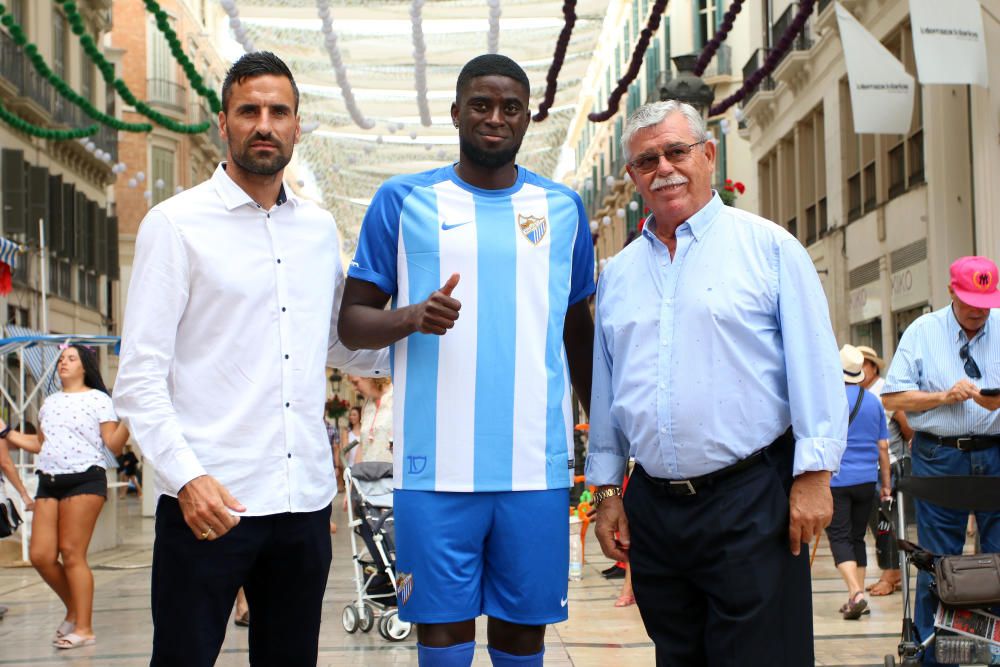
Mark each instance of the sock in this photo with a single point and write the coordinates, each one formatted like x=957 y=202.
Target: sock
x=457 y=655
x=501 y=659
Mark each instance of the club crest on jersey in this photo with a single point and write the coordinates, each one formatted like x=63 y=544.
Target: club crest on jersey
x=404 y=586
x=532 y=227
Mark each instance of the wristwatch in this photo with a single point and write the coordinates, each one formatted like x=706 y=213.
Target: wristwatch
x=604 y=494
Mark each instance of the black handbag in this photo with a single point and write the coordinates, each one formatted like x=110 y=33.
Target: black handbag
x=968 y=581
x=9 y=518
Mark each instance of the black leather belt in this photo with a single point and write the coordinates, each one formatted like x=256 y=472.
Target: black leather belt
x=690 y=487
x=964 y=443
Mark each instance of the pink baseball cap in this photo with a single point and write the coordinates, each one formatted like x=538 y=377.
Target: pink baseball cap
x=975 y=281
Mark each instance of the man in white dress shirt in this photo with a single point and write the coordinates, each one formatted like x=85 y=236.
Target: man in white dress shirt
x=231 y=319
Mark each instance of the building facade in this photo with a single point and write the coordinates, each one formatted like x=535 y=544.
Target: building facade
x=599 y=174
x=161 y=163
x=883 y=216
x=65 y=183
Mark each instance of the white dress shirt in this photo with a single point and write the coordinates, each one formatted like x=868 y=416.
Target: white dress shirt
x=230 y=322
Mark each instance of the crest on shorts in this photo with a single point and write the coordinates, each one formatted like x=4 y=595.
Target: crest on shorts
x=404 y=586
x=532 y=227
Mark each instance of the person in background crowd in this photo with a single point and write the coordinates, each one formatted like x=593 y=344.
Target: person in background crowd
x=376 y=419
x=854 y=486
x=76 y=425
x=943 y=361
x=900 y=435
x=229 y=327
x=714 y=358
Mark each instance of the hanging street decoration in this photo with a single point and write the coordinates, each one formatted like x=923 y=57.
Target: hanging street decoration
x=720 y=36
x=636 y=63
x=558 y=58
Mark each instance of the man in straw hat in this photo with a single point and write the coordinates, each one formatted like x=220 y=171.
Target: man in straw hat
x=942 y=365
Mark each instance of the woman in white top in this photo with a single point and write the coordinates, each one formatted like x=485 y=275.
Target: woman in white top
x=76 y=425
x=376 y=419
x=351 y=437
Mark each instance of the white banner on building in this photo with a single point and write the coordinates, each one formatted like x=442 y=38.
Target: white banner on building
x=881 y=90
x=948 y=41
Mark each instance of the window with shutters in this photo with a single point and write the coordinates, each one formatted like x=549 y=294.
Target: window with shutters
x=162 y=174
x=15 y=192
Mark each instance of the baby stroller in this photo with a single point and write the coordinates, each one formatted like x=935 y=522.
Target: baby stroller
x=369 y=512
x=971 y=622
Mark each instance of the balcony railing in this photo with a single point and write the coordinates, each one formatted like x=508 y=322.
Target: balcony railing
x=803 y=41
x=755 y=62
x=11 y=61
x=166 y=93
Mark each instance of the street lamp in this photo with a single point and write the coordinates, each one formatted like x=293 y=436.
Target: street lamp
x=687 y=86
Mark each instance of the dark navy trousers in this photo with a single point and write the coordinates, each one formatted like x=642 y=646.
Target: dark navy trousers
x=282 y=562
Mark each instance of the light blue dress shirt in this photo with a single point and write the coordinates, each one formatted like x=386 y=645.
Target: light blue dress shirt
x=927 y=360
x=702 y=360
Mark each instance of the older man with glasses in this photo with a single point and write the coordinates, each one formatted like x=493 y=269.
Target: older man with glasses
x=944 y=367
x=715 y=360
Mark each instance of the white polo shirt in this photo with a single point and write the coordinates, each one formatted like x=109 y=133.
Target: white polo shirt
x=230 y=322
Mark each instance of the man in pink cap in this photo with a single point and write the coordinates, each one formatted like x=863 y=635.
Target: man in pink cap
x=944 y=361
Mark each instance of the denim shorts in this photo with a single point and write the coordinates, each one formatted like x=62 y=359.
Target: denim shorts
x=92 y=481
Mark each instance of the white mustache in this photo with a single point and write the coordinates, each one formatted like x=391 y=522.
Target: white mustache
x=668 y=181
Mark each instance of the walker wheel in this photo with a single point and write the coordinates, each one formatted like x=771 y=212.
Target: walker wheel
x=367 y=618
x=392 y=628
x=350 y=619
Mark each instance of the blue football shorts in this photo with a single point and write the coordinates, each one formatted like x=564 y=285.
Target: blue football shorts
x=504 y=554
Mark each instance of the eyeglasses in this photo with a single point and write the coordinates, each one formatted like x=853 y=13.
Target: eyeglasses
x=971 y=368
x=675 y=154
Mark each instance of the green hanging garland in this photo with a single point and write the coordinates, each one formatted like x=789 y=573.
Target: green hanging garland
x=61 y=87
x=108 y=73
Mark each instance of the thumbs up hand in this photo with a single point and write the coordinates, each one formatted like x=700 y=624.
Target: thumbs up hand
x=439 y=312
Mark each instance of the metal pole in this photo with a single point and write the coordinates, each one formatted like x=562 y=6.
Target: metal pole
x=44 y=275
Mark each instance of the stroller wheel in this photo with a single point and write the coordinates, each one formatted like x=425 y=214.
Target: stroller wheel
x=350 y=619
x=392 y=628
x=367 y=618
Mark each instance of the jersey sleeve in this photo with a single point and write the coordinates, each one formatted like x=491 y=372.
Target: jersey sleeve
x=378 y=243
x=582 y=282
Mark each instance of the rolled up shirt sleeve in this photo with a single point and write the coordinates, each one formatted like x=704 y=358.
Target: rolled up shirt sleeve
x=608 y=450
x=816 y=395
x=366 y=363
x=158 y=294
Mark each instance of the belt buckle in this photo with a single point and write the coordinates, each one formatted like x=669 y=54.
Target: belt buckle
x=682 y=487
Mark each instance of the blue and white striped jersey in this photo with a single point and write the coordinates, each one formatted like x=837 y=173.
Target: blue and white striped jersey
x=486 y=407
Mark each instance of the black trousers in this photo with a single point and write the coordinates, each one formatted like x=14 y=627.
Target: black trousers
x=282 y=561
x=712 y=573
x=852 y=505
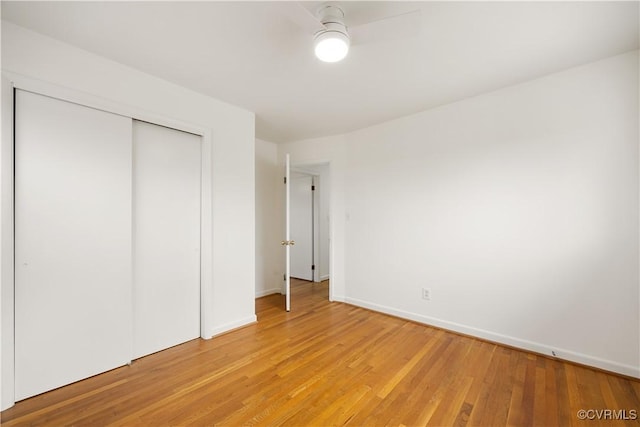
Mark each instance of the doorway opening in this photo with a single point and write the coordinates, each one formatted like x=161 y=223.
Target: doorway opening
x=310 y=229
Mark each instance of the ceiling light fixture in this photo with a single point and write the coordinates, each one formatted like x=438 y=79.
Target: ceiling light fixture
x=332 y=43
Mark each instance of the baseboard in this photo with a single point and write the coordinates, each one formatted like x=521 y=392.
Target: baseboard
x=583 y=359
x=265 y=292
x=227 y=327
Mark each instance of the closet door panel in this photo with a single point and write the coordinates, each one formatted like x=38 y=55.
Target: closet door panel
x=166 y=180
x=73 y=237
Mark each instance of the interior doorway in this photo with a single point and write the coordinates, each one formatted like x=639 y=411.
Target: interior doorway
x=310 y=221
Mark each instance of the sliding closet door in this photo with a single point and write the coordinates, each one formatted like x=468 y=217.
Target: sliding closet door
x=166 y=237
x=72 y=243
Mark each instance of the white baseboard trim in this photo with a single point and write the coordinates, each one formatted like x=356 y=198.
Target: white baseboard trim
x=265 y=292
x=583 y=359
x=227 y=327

Problem statement: Format the part of the listing that opens with the line containing "Mark each instance of the eyeglasses" and closes with the line containing "x=675 y=154" as a CSV with the columns prompt_text and answer_text. Put each text and its answer on one row, with both fields quoted and line breaks replaced by spaces.

Exercise answer:
prompt_text,answer_text
"Mark each instance of the eyeglasses in this photo with a single point and write the coordinates, each one formatted like x=853 y=13. Target: eyeglasses","x=971 y=368 x=675 y=154"